* Task description
Each line below with the string "above" should be copied.

* Data for analysis
####################

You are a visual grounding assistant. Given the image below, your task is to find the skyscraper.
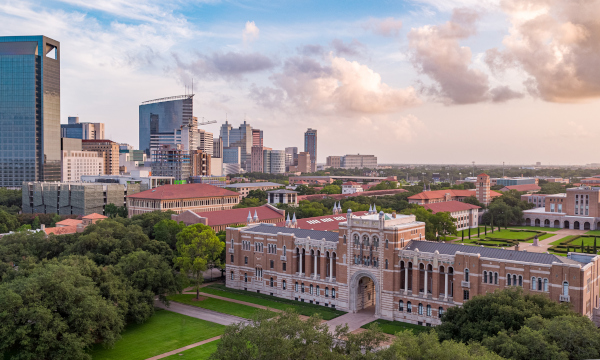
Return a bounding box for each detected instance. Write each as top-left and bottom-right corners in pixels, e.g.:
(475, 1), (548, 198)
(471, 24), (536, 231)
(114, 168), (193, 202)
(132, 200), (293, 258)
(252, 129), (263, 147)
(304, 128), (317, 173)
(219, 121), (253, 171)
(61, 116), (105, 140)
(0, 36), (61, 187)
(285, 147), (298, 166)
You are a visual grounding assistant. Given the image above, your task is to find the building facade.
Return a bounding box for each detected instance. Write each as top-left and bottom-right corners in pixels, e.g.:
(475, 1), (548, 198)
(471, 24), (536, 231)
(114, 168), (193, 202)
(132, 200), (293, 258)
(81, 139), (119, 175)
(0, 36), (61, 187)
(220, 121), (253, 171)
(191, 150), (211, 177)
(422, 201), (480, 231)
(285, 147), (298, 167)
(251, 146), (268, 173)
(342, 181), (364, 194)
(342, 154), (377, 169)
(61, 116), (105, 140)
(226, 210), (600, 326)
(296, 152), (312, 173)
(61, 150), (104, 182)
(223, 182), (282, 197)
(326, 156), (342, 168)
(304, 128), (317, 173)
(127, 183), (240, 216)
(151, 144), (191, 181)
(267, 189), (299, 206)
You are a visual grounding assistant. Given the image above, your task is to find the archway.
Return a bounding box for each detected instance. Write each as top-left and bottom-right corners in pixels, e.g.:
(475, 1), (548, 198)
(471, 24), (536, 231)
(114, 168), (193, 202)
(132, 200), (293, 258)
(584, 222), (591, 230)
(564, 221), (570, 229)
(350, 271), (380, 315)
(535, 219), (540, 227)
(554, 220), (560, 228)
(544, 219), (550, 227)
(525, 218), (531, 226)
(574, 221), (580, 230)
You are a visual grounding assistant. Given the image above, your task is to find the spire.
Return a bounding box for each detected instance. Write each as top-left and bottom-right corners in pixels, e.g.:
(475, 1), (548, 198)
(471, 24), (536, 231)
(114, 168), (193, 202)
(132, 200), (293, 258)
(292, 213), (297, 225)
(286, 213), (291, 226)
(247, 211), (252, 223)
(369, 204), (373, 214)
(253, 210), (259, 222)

####################

* Task output
You are a visual grounding assistant. Given the image above, your task is to find the building facade.
You are a visual grounding assistant. Given the image above, your task is to find the archway.
You are a visual grounding assistant. Given the image above, your task is to find the spire.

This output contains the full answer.